* start MATERIAL SHOWN *

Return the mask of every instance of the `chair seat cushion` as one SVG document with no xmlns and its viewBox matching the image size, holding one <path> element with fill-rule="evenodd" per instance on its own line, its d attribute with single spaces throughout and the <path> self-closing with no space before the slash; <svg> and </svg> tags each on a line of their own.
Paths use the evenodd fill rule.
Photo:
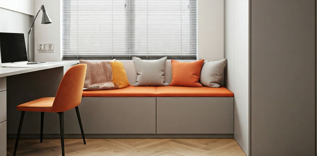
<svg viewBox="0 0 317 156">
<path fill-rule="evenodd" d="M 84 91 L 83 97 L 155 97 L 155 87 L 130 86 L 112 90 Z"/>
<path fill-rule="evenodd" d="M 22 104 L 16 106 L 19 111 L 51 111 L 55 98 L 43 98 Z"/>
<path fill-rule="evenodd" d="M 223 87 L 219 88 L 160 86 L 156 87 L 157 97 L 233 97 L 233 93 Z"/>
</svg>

* end MATERIAL SHOWN *
* start MATERIAL SHOWN *

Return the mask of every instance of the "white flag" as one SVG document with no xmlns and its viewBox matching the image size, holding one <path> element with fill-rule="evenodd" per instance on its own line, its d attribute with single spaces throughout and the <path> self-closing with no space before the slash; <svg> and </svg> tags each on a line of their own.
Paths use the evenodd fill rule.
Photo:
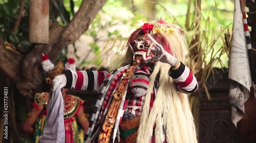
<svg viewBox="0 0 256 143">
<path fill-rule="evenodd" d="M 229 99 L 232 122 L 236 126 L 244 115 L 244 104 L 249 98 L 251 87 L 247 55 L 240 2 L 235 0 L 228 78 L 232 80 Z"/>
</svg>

* end MATERIAL SHOWN *
* start MATERIAL SHOWN *

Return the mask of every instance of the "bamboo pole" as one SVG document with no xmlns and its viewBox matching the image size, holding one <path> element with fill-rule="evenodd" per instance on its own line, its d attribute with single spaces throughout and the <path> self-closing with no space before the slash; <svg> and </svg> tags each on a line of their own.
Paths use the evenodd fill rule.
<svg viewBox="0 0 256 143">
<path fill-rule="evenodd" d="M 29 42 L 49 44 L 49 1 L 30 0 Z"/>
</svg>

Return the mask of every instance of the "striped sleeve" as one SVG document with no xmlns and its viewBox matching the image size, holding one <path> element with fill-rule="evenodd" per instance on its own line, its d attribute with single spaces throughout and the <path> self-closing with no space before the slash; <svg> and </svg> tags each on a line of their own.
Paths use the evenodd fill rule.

* end MATERIAL SHOWN *

# WHAT THE TASK REQUIRES:
Gather every line from the items above that contains the string "Return", matching its capitalization exactly.

# OUTPUT:
Return the mask of every instance of the `chair seat cushion` as one SVG document with no xmlns and its viewBox matching the image size, holding one <path> element with fill-rule="evenodd" per instance on its own line, its d attribute with single spaces throughout and the <path> self-closing with no space before the slash; <svg> and </svg> tags each on a line of their own.
Return the mask of every instance of the "white flag" as one SVG document with no xmlns and its viewBox matching the image size, holding one <path> element with fill-rule="evenodd" per instance on its own line, its d attribute with single spaces throughout and the <path> self-closing with no space before the slash; <svg> and </svg> tags each on a line of their own.
Return the mask of every instance of the "bamboo pole" as one SVG document with no xmlns and its viewBox matching the image size, holding one <path> element with fill-rule="evenodd" per instance on its own line, its d attribute with single spaces throughout and the <path> self-closing with no space before the slash; <svg> and </svg> tags each on a line of their own.
Return the mask of every instance of the "striped sleeve" as one SVG document with no xmlns and its viewBox matching the image size, holding one <path> element with fill-rule="evenodd" per instance on its own line, its d attribute with single spaces throughout and the <path> self-closing with no space before the slash; <svg> and </svg> tags each on a line of their own.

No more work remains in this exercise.